To do: Convert every line of the entries below into a numbered list, skipping any blank lines.

Stored data:
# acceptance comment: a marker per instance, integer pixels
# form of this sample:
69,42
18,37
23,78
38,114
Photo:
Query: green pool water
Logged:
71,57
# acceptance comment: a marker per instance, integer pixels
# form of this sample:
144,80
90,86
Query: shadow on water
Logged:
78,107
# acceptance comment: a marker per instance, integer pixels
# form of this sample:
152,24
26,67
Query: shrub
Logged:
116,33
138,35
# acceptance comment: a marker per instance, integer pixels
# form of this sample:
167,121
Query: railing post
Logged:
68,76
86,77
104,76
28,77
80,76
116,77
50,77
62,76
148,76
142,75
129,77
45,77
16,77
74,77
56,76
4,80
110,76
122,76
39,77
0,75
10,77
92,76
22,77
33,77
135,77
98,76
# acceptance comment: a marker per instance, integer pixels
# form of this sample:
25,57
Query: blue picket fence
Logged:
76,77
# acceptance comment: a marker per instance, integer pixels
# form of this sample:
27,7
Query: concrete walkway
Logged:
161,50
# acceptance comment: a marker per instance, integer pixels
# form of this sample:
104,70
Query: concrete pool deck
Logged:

Result for this task:
1. # acceptance comment: a marker per instance, integer pixels
2. # form of this sample:
3. 69,42
4. 18,37
5. 23,78
6. 38,114
7. Photo:
8. Query: green pool water
9. Logged:
10. 71,57
11. # acceptance comment: a marker per instance, integer pixels
12. # form of this sample:
13. 144,80
14. 90,86
15. Query: shadow on water
16. Logged:
17. 78,107
18. # acceptance comment: a marker per instance, integer pixels
19. # form of this sample:
20. 152,24
21. 26,67
22. Query: shrub
23. Logged:
24. 116,33
25. 138,35
26. # acceptance comment: a marker per instance, integer pixels
27. # form of this sample:
28. 167,121
29. Query: railing post
30. Logged:
31. 68,76
32. 86,77
33. 104,76
34. 28,77
35. 80,76
36. 116,77
37. 50,77
38. 62,76
39. 148,76
40. 142,75
41. 129,77
42. 45,77
43. 16,77
44. 74,77
45. 56,76
46. 4,80
47. 110,76
48. 122,76
49. 39,77
50. 0,75
51. 10,77
52. 92,76
53. 22,77
54. 33,77
55. 135,77
56. 98,76
57. # acceptance comment: a marker per instance, integer pixels
58. # form of this sample:
59. 25,57
60. Query: blue picket fence
61. Logged:
62. 76,77
63. # acceptance comment: a marker per instance, integer pixels
64. # form of this sample:
65. 27,7
66. Query: concrete walkway
67. Logged:
68. 161,50
69. # acceptance comment: a marker per instance, integer pixels
70. # form of this sample:
71. 104,70
72. Query: concrete pool deck
73. Logged:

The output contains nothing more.